» **Requirement**
List each line of the listing below that contains the word "Request". Only matches with the same capitalization count.

((

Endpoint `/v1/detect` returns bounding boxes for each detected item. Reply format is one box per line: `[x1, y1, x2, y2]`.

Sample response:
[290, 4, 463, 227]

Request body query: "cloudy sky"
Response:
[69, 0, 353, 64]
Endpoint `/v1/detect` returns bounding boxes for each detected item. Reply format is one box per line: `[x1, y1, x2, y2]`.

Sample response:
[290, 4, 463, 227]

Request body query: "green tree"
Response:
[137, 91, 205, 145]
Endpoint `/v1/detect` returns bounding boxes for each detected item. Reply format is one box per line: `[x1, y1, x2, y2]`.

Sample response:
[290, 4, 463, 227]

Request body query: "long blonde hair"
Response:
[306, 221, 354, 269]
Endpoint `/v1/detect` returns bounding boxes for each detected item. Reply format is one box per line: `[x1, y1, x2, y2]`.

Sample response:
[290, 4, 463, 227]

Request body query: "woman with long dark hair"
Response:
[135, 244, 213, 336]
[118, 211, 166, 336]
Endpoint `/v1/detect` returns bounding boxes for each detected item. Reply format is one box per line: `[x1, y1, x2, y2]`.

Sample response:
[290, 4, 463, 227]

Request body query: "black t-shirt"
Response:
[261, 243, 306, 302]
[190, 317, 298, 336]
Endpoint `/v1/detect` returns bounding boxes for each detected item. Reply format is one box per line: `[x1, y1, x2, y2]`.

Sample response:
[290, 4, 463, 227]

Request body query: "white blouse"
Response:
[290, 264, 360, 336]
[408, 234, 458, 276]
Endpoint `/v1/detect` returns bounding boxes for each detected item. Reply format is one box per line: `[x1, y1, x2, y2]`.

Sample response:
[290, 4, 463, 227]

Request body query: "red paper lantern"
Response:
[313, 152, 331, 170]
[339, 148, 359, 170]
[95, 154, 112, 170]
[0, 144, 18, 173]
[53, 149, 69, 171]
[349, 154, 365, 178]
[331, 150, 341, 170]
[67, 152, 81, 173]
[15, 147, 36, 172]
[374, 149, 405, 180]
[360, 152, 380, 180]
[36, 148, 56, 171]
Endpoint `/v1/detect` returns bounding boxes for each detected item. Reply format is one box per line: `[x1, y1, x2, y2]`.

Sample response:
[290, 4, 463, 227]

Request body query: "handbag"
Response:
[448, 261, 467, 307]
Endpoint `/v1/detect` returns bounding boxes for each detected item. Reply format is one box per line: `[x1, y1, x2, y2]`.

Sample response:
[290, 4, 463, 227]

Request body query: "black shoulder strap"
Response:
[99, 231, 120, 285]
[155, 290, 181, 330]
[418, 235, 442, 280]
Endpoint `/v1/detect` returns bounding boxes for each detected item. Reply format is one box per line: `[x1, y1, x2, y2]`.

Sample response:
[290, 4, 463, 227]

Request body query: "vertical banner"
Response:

))

» **Written answer**
Request body query: "cloudy sky"
Request body query: "green tree"
Request body query: "long blonde hair"
Request body query: "woman with long dark hair"
Request body query: "black t-shirt"
Request body query: "white blouse"
Request body query: "red paper lantern"
Request body query: "handbag"
Request body query: "black shoulder strap"
Request body query: "vertical banner"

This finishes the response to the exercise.